Photo object pointing records:

============================================================

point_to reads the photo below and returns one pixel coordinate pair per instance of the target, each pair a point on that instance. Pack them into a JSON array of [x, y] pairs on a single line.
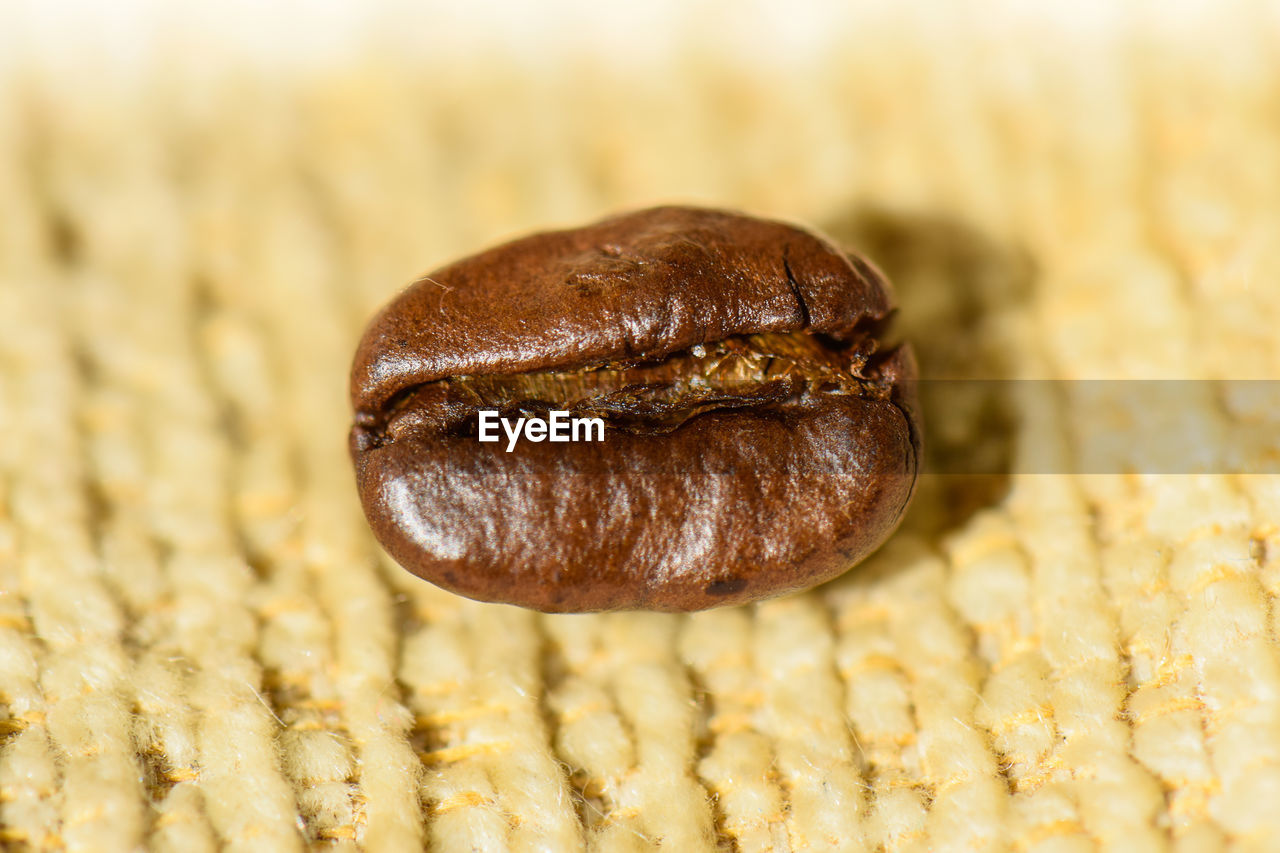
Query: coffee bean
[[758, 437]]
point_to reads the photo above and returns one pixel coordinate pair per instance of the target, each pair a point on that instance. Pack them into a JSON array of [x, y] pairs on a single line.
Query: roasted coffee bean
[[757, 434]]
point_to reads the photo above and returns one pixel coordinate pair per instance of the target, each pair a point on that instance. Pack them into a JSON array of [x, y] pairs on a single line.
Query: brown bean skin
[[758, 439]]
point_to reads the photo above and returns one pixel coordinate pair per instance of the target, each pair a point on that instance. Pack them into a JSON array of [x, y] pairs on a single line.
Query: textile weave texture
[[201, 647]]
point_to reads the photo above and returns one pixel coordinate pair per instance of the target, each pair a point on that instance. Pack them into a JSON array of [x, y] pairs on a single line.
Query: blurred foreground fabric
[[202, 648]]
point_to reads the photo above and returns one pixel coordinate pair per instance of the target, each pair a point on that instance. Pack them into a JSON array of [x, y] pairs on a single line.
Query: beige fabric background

============================================================

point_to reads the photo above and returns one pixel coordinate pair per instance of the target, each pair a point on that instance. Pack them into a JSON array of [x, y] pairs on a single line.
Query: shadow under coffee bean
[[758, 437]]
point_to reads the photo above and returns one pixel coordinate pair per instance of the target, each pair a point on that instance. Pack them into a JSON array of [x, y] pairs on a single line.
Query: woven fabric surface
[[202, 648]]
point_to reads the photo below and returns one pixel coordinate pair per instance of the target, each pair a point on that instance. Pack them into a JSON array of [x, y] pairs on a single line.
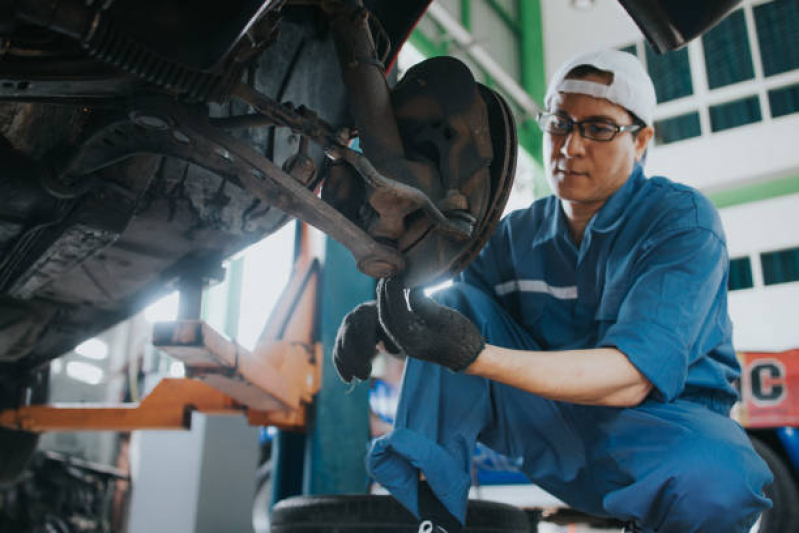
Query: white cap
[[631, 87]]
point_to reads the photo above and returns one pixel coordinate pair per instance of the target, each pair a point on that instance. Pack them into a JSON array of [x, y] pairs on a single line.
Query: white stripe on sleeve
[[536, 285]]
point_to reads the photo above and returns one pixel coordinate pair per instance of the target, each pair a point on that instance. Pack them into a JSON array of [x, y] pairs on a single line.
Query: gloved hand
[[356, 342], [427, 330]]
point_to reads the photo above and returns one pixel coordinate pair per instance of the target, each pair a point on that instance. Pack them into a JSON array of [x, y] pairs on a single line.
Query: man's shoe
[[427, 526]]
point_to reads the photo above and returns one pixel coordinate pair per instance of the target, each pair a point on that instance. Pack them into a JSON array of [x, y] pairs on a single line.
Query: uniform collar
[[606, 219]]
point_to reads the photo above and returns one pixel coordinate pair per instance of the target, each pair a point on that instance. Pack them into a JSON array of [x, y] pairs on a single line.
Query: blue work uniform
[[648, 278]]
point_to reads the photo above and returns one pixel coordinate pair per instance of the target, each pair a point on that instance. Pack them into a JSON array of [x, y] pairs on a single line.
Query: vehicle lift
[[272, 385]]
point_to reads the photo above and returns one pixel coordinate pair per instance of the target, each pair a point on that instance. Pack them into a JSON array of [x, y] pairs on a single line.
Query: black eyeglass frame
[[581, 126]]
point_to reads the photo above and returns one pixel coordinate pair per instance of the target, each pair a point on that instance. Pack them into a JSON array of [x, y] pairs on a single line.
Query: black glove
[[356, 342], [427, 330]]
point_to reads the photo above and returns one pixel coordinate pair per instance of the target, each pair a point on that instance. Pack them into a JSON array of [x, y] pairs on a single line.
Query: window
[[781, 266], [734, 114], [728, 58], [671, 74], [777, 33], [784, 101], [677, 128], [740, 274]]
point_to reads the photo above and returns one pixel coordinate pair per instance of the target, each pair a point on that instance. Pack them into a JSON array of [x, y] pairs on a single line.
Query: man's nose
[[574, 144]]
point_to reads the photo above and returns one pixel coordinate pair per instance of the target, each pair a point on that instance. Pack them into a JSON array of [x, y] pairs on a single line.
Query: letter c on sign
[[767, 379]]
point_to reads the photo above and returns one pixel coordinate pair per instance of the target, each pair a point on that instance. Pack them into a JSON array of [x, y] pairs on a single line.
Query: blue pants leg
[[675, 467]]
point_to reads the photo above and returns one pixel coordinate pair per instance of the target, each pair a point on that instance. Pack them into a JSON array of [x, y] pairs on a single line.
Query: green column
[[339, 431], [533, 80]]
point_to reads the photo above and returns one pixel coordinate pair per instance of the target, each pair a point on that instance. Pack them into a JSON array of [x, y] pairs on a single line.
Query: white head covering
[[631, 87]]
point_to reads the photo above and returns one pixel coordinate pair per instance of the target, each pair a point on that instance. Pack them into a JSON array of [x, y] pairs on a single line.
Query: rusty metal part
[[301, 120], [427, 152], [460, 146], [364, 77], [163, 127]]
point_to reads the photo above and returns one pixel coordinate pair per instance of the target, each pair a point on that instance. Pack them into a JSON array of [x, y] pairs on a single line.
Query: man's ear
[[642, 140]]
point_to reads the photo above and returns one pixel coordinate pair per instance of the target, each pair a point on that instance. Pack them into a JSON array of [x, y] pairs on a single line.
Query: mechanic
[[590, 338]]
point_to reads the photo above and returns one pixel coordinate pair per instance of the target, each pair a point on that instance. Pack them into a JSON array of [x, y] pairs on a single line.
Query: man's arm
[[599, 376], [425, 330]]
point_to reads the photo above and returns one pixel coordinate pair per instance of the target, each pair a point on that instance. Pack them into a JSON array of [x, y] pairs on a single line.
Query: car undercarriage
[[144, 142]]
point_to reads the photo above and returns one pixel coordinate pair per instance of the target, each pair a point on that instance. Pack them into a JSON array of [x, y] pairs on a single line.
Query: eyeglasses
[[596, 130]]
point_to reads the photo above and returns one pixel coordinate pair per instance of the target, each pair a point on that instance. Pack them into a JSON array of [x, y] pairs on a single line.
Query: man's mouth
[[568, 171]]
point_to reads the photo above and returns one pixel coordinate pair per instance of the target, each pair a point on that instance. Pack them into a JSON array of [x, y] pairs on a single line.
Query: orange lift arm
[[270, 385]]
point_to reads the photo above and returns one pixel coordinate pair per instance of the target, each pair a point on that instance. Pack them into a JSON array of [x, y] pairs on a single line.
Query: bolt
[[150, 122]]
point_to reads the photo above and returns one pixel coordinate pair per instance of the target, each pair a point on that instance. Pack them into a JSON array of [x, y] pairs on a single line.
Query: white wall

============================================================

▶ Work instructions:
From the material above, list every line that contains the string "white", matching case exactly.

▶ Task solution:
Query: white cap
Query: white stripe on sleeve
Query: white head covering
Query: white wall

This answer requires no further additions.